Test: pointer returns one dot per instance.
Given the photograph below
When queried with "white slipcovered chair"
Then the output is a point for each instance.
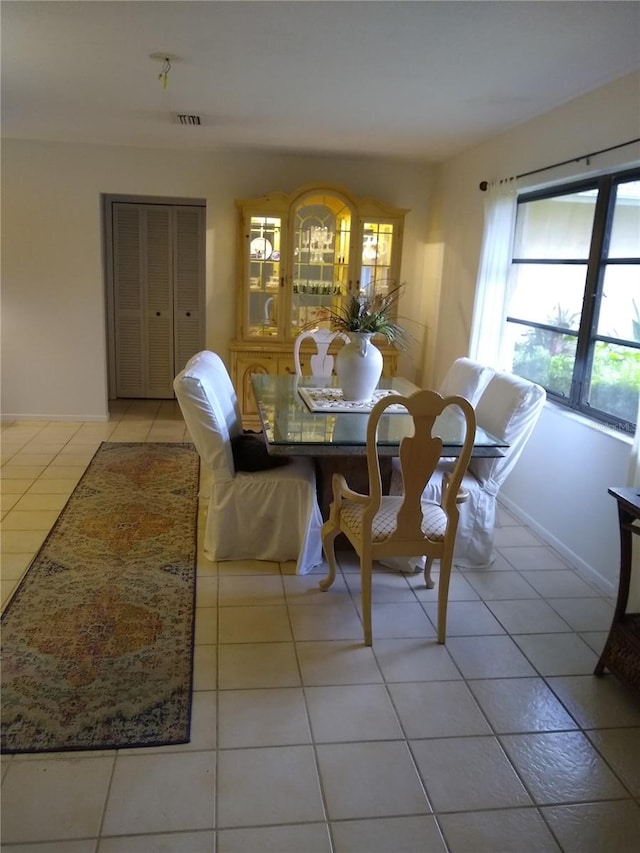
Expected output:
(269, 514)
(380, 526)
(321, 362)
(509, 408)
(467, 378)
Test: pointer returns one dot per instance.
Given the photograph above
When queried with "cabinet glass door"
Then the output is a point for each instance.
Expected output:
(376, 257)
(264, 265)
(322, 240)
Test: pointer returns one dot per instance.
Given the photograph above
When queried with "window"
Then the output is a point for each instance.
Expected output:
(573, 318)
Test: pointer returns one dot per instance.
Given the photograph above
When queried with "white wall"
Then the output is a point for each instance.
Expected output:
(560, 483)
(53, 318)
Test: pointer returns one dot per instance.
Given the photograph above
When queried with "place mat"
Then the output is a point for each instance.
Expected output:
(331, 400)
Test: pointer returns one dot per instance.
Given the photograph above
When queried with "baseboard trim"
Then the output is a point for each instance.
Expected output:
(583, 568)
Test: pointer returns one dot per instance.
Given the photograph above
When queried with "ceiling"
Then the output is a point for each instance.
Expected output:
(414, 80)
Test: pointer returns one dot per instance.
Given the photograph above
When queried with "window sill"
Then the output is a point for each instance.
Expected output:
(577, 417)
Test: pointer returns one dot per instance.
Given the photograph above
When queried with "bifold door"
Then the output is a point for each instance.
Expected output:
(158, 294)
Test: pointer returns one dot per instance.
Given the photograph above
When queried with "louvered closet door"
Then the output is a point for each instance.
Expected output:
(189, 277)
(158, 295)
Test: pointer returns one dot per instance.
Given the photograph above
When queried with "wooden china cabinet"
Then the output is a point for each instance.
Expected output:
(299, 255)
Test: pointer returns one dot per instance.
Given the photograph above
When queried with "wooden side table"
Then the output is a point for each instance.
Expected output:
(621, 653)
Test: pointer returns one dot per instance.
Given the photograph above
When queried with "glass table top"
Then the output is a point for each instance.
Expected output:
(291, 427)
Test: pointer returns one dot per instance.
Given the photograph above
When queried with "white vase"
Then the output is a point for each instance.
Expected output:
(358, 367)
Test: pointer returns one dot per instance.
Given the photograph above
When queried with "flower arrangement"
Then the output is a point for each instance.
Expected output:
(371, 314)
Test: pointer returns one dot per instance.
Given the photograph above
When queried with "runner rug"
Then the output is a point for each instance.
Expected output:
(97, 642)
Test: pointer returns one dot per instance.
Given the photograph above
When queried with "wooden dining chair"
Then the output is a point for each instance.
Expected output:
(379, 526)
(321, 362)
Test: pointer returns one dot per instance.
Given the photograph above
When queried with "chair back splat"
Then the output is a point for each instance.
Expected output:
(380, 526)
(270, 513)
(321, 362)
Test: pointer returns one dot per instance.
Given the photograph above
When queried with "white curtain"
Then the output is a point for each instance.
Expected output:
(492, 286)
(634, 464)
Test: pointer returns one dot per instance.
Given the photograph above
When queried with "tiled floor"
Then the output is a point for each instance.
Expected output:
(303, 740)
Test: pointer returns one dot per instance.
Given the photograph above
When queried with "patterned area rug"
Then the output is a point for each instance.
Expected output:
(97, 642)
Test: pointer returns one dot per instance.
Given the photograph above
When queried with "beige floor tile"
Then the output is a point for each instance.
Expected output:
(596, 827)
(557, 654)
(271, 717)
(249, 590)
(7, 503)
(386, 587)
(337, 662)
(533, 558)
(46, 799)
(30, 520)
(248, 567)
(515, 536)
(86, 845)
(13, 471)
(367, 780)
(466, 618)
(468, 774)
(206, 590)
(597, 702)
(562, 767)
(58, 486)
(13, 566)
(32, 502)
(268, 786)
(332, 620)
(527, 617)
(307, 837)
(174, 842)
(521, 705)
(488, 657)
(406, 834)
(268, 624)
(63, 472)
(305, 589)
(621, 750)
(585, 614)
(496, 586)
(206, 630)
(351, 712)
(204, 667)
(504, 830)
(400, 620)
(157, 793)
(415, 660)
(504, 518)
(248, 665)
(559, 584)
(595, 640)
(249, 700)
(74, 456)
(459, 587)
(437, 709)
(36, 458)
(11, 486)
(22, 541)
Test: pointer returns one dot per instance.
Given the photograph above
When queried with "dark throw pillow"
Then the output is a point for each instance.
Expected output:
(250, 453)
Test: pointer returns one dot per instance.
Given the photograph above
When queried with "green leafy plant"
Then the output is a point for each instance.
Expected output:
(374, 314)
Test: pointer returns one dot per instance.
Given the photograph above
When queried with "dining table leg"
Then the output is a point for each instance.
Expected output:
(354, 470)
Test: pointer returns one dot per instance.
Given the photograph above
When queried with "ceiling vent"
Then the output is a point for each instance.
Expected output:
(188, 119)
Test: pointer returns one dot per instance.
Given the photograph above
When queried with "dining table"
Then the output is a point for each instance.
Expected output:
(307, 416)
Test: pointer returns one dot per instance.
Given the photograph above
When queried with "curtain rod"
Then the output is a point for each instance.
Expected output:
(484, 185)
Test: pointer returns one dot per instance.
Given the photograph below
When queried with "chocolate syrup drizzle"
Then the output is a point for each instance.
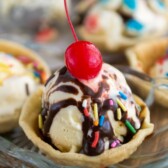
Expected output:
(106, 130)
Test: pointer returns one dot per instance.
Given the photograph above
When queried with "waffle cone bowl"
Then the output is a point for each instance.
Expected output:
(8, 122)
(142, 57)
(29, 124)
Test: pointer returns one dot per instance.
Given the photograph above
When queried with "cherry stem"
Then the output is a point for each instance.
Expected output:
(70, 22)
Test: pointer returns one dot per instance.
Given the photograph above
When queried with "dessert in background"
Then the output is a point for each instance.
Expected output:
(150, 58)
(21, 73)
(160, 68)
(116, 28)
(87, 114)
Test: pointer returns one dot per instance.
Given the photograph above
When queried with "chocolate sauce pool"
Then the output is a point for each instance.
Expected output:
(105, 131)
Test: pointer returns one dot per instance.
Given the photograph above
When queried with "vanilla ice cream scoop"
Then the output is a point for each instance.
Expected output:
(88, 116)
(16, 83)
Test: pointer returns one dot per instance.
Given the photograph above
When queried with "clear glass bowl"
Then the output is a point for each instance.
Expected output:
(17, 151)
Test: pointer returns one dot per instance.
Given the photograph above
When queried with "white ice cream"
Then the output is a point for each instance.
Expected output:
(66, 127)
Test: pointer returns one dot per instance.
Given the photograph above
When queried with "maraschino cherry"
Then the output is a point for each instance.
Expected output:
(82, 58)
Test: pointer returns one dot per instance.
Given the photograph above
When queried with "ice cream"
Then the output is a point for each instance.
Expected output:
(17, 82)
(89, 116)
(160, 69)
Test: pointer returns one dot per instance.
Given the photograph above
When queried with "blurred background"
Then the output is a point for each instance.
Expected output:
(112, 25)
(128, 32)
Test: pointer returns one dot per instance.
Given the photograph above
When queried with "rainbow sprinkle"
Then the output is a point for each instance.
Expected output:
(40, 121)
(84, 103)
(111, 102)
(96, 139)
(115, 143)
(101, 121)
(121, 105)
(122, 95)
(119, 115)
(86, 113)
(130, 127)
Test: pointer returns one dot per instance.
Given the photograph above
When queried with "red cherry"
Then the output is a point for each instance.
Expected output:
(83, 60)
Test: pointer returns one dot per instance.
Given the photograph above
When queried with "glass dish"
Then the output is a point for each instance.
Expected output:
(17, 151)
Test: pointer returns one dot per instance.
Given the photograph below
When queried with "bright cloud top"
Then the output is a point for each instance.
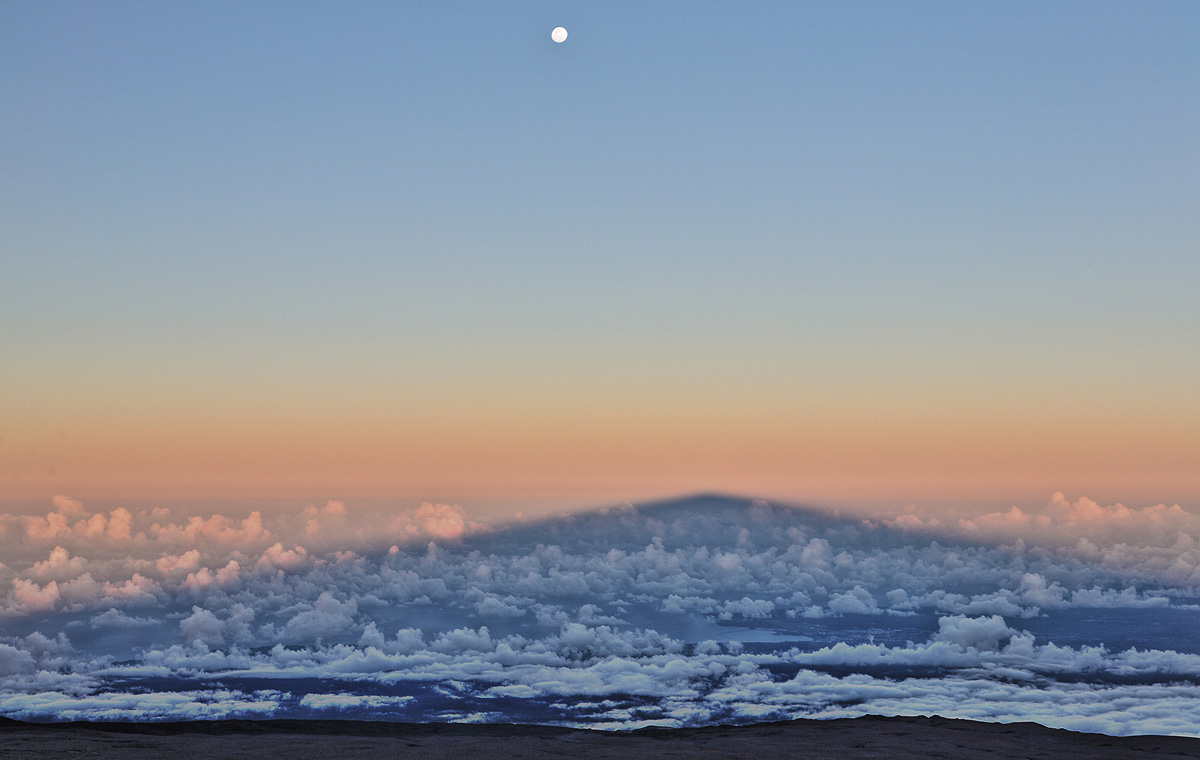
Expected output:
(679, 614)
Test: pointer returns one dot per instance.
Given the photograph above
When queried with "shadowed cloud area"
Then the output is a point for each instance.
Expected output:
(688, 612)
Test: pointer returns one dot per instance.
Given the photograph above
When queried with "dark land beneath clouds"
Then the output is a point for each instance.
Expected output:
(850, 738)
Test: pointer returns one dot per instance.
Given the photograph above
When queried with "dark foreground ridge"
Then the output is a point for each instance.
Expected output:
(847, 738)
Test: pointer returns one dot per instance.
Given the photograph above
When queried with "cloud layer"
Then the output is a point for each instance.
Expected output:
(687, 612)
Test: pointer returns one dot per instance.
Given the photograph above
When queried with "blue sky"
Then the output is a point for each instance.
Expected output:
(929, 203)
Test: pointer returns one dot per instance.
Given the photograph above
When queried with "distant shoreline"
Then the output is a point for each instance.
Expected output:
(841, 738)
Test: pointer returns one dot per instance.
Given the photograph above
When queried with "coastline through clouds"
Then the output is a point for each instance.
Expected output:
(696, 611)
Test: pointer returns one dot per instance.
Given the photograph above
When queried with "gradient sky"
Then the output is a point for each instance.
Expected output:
(820, 251)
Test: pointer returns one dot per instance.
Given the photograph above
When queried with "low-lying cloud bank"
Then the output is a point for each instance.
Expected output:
(679, 614)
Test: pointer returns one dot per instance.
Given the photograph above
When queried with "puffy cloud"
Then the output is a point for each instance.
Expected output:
(616, 617)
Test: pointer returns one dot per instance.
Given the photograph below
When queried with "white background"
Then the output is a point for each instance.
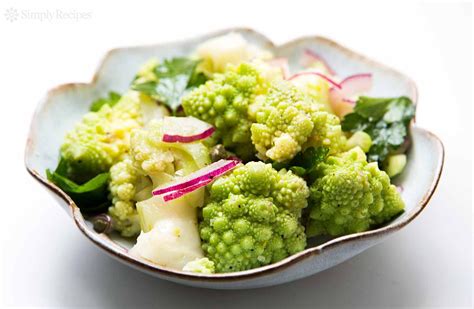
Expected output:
(47, 262)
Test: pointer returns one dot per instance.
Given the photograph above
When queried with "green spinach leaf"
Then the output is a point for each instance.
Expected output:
(386, 120)
(90, 196)
(174, 78)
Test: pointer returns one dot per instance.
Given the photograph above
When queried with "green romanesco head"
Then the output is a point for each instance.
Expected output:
(288, 121)
(201, 266)
(252, 218)
(351, 195)
(163, 161)
(101, 138)
(150, 163)
(224, 102)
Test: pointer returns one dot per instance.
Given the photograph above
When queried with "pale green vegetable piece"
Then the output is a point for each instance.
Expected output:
(395, 164)
(361, 139)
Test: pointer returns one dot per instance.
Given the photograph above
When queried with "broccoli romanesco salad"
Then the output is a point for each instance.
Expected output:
(230, 159)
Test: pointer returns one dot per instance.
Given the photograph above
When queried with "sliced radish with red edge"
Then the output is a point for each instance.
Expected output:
(185, 130)
(211, 171)
(309, 57)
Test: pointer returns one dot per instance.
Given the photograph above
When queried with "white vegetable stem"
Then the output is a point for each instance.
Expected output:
(173, 240)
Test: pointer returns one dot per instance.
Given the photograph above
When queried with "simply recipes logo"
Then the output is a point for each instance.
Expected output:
(46, 15)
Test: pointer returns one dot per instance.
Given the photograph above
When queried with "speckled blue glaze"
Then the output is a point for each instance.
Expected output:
(64, 105)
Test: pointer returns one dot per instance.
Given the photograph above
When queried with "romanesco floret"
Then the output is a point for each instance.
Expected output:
(102, 137)
(252, 218)
(163, 161)
(201, 266)
(224, 102)
(125, 186)
(288, 121)
(351, 196)
(151, 162)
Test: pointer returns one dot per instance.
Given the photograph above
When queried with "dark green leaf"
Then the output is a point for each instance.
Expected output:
(197, 80)
(175, 77)
(386, 120)
(354, 122)
(113, 98)
(90, 196)
(400, 110)
(372, 108)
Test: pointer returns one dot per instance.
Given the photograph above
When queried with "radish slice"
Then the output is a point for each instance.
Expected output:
(328, 79)
(341, 98)
(178, 193)
(309, 57)
(281, 63)
(185, 129)
(211, 171)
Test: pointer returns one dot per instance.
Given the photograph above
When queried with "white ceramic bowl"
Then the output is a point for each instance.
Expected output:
(65, 105)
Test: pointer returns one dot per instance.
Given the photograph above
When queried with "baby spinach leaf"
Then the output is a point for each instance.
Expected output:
(386, 120)
(305, 163)
(111, 100)
(90, 196)
(174, 78)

┄┄┄┄┄┄

Problem:
Please list every line above that contains the word "green", copying each such line in full.

Written reply:
When queried with "green leafy plant"
When queried with "green spinach leaf"
When queried with "green romanesco head"
When queried with "pale green vegetable piece"
When queried with "dark green leaf"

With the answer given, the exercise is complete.